[Start Extract provided]

Scott Fitzgerald: A Biography
Page 4
Since math and physics were boring and obstructive, and foreign languages remained a mystery, he was most keenly interested in his courses in English literature. Alfred Noyes, a popular conventional poet and author of “The Highwayman,” was Murray Professor and gave two lectures a week for half the college year. Fitzgerald naively asked Noyes if he should write for fame or for money (a question that troubled him throughout his life). On another occasion he was permitted to carry the vintage port into the dining room during a formal dinner for John Galsworthy.
The other English teachers were deeply disappointing. His talented classmate John Peale Bishop thought most of them were old boys with a weakness for pedantry. Fitzgerald, even more critical, complained that none of his English teachers ever mentioned contemporary American writers. The surprisingly pallid English department was “top-heavy [and] undistinguished, with an uncanny knack for making literature distasteful to young men.” The dead academic hand touched passionate poetry and made it wither: “one of my first discoveries was that some of the professors who were teaching poetry really hated it and didn’t know what it was about. I got in a series of endless scrapes with them so that I finally dropped English altogether”3—and was left with little else in the classroom that interested him.
The lectures in each course were supplemented by weekly meetings with the preceptors, who were supposed to strengthen the course by teaching small groups of students. But Fitzgerald’s English tutor, far from inspiring him, merely offered pedantic analyses. Instead of dutifully paying attention and taking notes, Fitzgerald vented his anger in his copy of Sidney’s Defence of Poesie: “this man Griffin is terrible. I sit here bored to death and hear him pick English poetry to pieces. Small man, small mind. Snotty, disagreeable. Damn him. . . . They say Griffin has made more men leave the English department than any other praeceptor in College. The slovenly old fool! I have the most terrible praeceptors.” Though repeatedly warned about his lateness to class, Fitzgerald refused to change his habits to please his teacher and excused himself by declaring: “Sir—it’s absurd to expect me to be on time. I’m a genius!”

[End Extract provided]
[Start Extracted records]

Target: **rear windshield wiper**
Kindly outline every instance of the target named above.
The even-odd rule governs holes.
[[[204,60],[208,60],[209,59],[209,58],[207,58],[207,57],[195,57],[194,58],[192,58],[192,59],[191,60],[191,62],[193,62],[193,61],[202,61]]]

[End Extracted records]
[Start Extracted records]

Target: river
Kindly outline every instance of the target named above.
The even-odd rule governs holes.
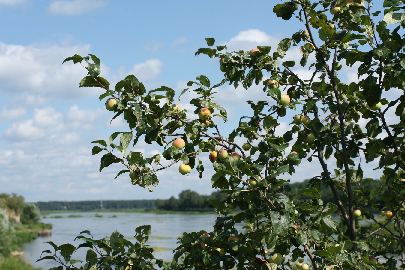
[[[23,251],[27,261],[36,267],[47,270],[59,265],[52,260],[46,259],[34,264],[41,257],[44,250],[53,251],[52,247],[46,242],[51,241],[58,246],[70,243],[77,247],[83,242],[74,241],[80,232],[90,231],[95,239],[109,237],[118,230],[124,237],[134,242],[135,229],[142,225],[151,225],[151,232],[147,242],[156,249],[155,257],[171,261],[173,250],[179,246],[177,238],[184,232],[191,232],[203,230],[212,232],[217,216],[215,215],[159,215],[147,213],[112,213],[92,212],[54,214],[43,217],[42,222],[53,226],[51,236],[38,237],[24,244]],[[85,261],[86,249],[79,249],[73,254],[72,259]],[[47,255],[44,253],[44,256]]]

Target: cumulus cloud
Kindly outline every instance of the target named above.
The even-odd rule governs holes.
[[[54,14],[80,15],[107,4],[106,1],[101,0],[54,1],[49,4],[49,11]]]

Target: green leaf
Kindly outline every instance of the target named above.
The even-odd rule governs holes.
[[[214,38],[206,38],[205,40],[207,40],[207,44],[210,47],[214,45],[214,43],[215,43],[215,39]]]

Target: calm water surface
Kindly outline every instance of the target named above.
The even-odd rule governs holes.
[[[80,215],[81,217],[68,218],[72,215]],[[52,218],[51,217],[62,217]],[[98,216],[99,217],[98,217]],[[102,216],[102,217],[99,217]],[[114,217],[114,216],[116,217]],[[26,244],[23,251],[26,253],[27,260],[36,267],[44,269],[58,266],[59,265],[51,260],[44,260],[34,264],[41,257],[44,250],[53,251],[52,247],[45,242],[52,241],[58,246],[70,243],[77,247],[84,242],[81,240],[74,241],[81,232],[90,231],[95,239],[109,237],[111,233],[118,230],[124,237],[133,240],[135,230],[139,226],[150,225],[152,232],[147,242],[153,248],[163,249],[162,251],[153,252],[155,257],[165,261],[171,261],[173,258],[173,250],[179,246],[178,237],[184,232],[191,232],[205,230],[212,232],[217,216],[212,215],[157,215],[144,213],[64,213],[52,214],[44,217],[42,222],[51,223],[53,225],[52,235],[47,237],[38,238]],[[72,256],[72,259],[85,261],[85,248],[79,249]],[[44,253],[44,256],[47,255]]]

[End Extracted records]

• **What is expected**
In the Fitzgerald biography passage, take the part that opens with "The other English" and closes with "that interested him.", and write it out again with "deeply disappointing" substituted by "rather uninspiring".

• **The result**
The other English teachers were rather uninspiring. His talented classmate John Peale Bishop thought most of them were old boys with a weakness for pedantry. Fitzgerald, even more critical, complained that none of his English teachers ever mentioned contemporary American writers. The surprisingly pallid English department was “top-heavy [and] undistinguished, with an uncanny knack for making literature distasteful to young men.” The dead academic hand touched passionate poetry and made it wither: “one of my first discoveries was that some of the professors who were teaching poetry really hated it and didn’t know what it was about. I got in a series of endless scrapes with them so that I finally dropped English altogether”3—and was left with little else in the classroom that interested him.